* _What needs to be done_
Write the records out again without change. Leave the pictures behind.

(Natural-language object grounding data)
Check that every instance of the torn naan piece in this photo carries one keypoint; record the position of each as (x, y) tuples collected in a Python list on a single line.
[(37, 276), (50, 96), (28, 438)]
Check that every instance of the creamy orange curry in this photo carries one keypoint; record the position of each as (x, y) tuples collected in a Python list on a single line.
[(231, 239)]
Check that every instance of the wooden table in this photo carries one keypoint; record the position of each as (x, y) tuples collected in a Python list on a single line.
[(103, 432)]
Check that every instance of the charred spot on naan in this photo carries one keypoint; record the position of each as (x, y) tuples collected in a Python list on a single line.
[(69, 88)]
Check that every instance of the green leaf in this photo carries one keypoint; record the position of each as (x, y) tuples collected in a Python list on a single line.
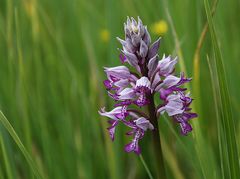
[(17, 140), (227, 140)]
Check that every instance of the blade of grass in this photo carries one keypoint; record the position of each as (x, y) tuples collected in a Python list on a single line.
[(227, 120), (215, 86), (5, 159), (207, 163), (17, 140)]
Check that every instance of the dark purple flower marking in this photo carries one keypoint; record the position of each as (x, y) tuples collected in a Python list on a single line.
[(133, 89)]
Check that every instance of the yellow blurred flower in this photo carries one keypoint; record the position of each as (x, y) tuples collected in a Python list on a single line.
[(104, 35), (159, 28)]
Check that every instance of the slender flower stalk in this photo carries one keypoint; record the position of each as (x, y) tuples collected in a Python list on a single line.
[(132, 90)]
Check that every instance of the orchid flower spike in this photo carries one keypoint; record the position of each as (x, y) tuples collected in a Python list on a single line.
[(132, 90)]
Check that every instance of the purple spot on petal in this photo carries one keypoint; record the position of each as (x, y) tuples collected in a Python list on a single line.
[(122, 58)]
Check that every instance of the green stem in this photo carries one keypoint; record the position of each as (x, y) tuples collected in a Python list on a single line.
[(145, 166), (156, 139)]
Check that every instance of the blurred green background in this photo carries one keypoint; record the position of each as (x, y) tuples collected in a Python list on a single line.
[(52, 54)]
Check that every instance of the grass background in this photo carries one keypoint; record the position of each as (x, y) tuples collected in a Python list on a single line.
[(51, 59)]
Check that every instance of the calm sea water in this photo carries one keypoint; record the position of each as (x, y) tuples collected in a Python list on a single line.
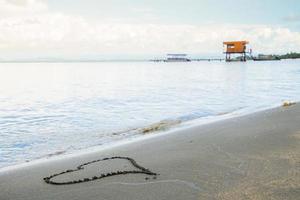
[(46, 108)]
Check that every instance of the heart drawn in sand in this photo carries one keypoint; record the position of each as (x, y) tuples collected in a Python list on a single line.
[(139, 170)]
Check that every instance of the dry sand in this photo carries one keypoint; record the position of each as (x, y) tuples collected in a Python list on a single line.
[(250, 157)]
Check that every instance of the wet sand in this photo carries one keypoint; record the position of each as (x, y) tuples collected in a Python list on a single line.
[(250, 157)]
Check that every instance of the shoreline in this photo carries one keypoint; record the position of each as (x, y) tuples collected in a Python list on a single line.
[(182, 126), (254, 156)]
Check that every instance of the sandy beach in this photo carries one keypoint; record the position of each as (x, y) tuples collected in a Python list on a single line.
[(256, 156)]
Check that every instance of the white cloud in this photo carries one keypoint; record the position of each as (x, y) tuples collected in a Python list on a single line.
[(292, 18), (12, 8), (47, 33)]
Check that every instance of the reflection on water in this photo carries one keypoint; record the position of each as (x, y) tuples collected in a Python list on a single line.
[(56, 107)]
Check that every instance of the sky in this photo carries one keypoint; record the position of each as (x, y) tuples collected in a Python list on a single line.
[(75, 29)]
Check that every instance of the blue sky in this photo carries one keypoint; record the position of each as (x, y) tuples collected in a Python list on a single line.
[(69, 28), (196, 12)]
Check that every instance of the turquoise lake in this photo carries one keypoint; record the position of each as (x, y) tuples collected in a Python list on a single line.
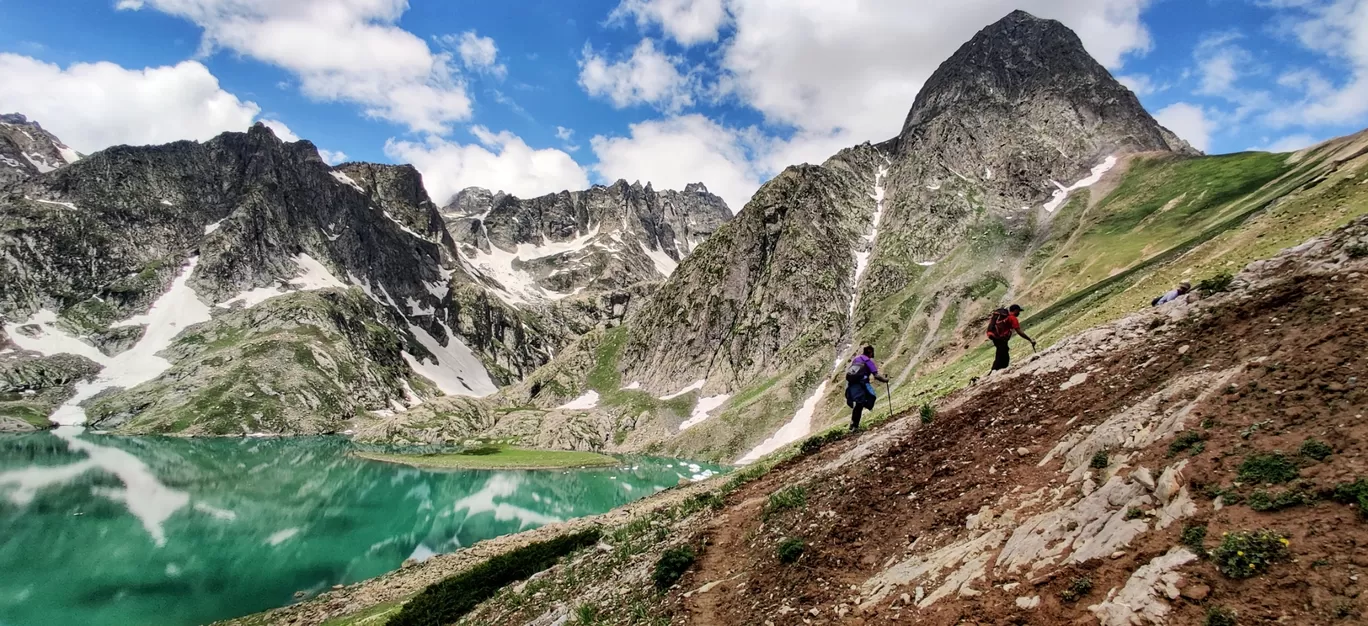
[(170, 532)]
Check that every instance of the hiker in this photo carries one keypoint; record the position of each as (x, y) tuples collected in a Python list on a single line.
[(1000, 328), (1178, 293), (859, 392)]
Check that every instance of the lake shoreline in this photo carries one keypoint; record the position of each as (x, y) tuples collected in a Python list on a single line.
[(504, 459)]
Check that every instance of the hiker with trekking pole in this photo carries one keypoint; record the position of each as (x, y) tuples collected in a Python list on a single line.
[(859, 392), (1002, 324)]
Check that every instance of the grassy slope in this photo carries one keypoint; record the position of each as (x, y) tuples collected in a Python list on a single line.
[(1168, 220), (505, 458)]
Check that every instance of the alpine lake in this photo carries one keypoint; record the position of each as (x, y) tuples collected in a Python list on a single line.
[(107, 531)]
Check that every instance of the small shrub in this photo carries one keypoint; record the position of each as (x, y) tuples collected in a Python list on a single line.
[(1271, 468), (928, 413), (784, 499), (1353, 494), (1188, 440), (1077, 589), (450, 599), (587, 614), (672, 566), (1246, 554), (1219, 617), (790, 550), (1215, 284), (1315, 450), (1264, 502), (1194, 537)]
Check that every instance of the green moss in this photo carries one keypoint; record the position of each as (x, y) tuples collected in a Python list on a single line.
[(1248, 554), (446, 602)]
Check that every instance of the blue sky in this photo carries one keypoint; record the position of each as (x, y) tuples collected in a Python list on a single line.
[(535, 96)]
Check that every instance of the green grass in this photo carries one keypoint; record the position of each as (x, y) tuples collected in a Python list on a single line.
[(1248, 554), (446, 602), (502, 458)]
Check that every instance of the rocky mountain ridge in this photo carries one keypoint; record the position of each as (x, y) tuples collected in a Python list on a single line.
[(543, 249), (26, 149)]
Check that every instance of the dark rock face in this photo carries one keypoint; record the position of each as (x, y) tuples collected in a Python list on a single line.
[(601, 239), (1014, 114), (769, 290), (29, 151)]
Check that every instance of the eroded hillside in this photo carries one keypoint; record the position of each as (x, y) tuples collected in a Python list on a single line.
[(1203, 458)]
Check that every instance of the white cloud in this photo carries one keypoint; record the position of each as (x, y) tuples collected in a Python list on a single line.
[(501, 161), (1140, 84), (282, 131), (687, 22), (647, 77), (1290, 144), (1220, 63), (1337, 29), (1189, 122), (331, 157), (339, 51), (95, 105), (478, 53), (686, 149), (829, 66)]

* _Output of the exercise_
Check that every instance of the torn naan piece in this photo carries one keypoint; record the position of each as (x, y) tuples collected in a Python list on a single line.
[(37, 276), (50, 96), (28, 438)]
Check that every instance of the creamy orange curry in this photo carries one keypoint; record the position of each as (x, y) tuples collected in a Python list on a single line.
[(231, 239)]
Check that every instance of the wooden table in this photo carries one keypoint; record the position of each as (x, y) tuples collected in a Python list on a single line.
[(103, 432)]
Check that every instance of the charred spot on naan in this photo carries one keypoint; record the position of each as (x, y) tuples collected in a Python list on a single line.
[(69, 88)]
Check that every instance of the green leaf in this photo carries one keypoint; record the position of each as (x, y) tuples collected in a Python list on a single line.
[(17, 140), (227, 140)]
Check that every instance of the blade of grass in this photo carries one keypoint; record the position of each as (x, y) tuples collected in a Python list on a single line.
[(227, 120), (215, 86), (5, 159), (207, 163), (17, 140)]
Check that every instance of the dark purple flower marking in this photo carries one keypoint; record the position of each as (x, y) tuples collected in a Python list on a single line.
[(133, 89)]
Check that every instance of the yellow blurred flower in this photo carries one keypoint; record the position of each as (x, y) tuples collected in a Python list on a single line.
[(104, 35), (159, 28)]
Check that every instance of the slender flower stalk in this photo carries one keypoint; record the position of each as (x, y) tuples collected in a Python list on a single line.
[(132, 90)]
Check that every instance of the orchid flower spike in this photo carries one keypoint; record the position of each as (x, y) tuples collected in a Python list on a single line.
[(132, 90)]
Check that every instance of the purple spot on petal in this photo carries one keypoint; record the position of each as (x, y) tuples collected in a Python list on a single line.
[(122, 58)]
Check that every instance of the green stem in this photo carries one keypoint; record the position of each as (x, y) tuples collected in a Python list on a single line.
[(145, 166), (156, 139)]
Check that every instance of the blurred green background in this photo carries one keypoint; record the position of each as (x, y) tuples collected in a Python list on a single line.
[(52, 54)]
Check that every instance of the grass background in this photo carries one keypoint; record the position of each as (x, y) tuples collected in a Python list on a single line.
[(51, 59)]
Check that every instance of the calm sea water in this photo carries one keypoint; record the position of each as (x, y) tuples collected in a Python list on a single line.
[(46, 108)]
Check that every instance of the heart drawn in sand in this photo carries one keypoint; record the position of each as (x, y) tuples collected in a Python list on a single line.
[(139, 170)]
Check that every instance of the dry sand in this photo carries one keypoint; record the position of each as (x, y) tuples collected in a Python list on a single line.
[(250, 157)]
Check that every instance of the wet sand in this photo carries one keypoint; record the position of each as (x, y) tuples collected in a Python list on a single line.
[(250, 157)]
Check that every instance of the shoreline in this photo carries one keypoint; record the position of each as (x, y) tuples collected in a Python list on a single line.
[(182, 126), (254, 156)]
Check that every instance of the sandy beach in this photo carries one keypoint; record the position of each as (x, y) tuples collected in a Python list on a single line.
[(256, 156)]
Check that every instance of the white cloud in this photo carries one keypoint; record the position of each as (x, y) tuples collected in a Python list on a single line.
[(292, 18), (12, 8), (47, 33)]
Check that every instance of the reflection on water in this photo carries one keypoint; record the position of each as (x, y) tuples collected in a Python list on a single line.
[(56, 107)]
Check that every instance of the sky in this photo carries one keypoint; record the position of each as (x, y) tuples collected in a Python list on a single line.
[(75, 29)]
Check that every instance of the blue sky in this photo carries one keypoint; record the position of each as (x, y) tuples collected in a Python list on a single line.
[(69, 28), (196, 12)]
Check that every instance of the turquoise lake in this photo carries one keypoint; record the position of each as (x, y) tuples collected in a Python list on a single line.
[(170, 532)]
Check that every instance of the hiker in this photo carries one keypoint; record the position of each as (x, y) tuples collected in a Python list on a single line.
[(1000, 328), (1178, 293), (859, 392)]
Check that every instance of the lake shoreline in this photo carries one keypoint; record the position of each as (x, y) tuples collected in a Python list on a single line.
[(504, 459)]
Check that every instance of the hiker with trekking pole in this photo carries one keypoint; record the position of each as (x, y) tuples collected in a Python list on a single line.
[(859, 392), (1002, 324)]
Check that every instance of the grassy slope in this photo carries one keypoint; record the position of each as (x, y) tuples collected in a Python list on a single line.
[(1168, 220), (505, 458)]
Check that every instance of the alpine lake in this photo carries one keypoint; record the position of each as (x, y) tuples collected in a Python list on a single line.
[(107, 531)]
Check that every instance of the small shrub in this photo carries one keypoint; record the position of each as (x, y) tuples collected in a Python list on a single line.
[(1271, 468), (928, 413), (784, 499), (1353, 494), (1188, 440), (1077, 589), (450, 599), (587, 614), (672, 566), (1246, 554), (1219, 617), (790, 550), (1215, 284), (1315, 450), (1264, 502), (1194, 537)]
Check that every instance of the green moss in this photo carries one keypoint; record the position of each as (x, y) tuples collected in a Python list on a single line.
[(1248, 554), (446, 602)]
Check that every instance of the blue sky in this photo carries one keypoint; record the position of each as (x, y) tuples collected in a Python list on a single line.
[(535, 96)]
Check that every instance of the green grass in this photo carries one keypoint; record the position of each as (x, y) tuples collected in a Python list on a single line.
[(1248, 554), (446, 602), (502, 458)]
Check that every instance of the rocky mountain ridge in this photo carries one keypoint; record the position of each as (x, y) tuples collected in a Python list on a single line.
[(543, 249), (26, 149)]
Check that every instance of the dark rock face in this photo carries one keypoint; record the position of each as (x, y) tuples collected in a Python list on a single line.
[(601, 239), (1014, 114), (769, 290), (29, 151)]
Check that every instance of the eroded hillside in this photo carries one keypoint; record the position of each as (x, y) tuples collected in a Python list on a single line.
[(1203, 458)]
Check that every instance of the white cloud in this photo carries one keypoint; record the position of each as (x, y) tuples collected in a Python list on a single line.
[(501, 161), (1140, 84), (282, 131), (687, 22), (647, 77), (1290, 144), (1220, 63), (1337, 29), (1189, 122), (331, 157), (339, 51), (95, 105), (478, 53), (686, 149), (829, 66)]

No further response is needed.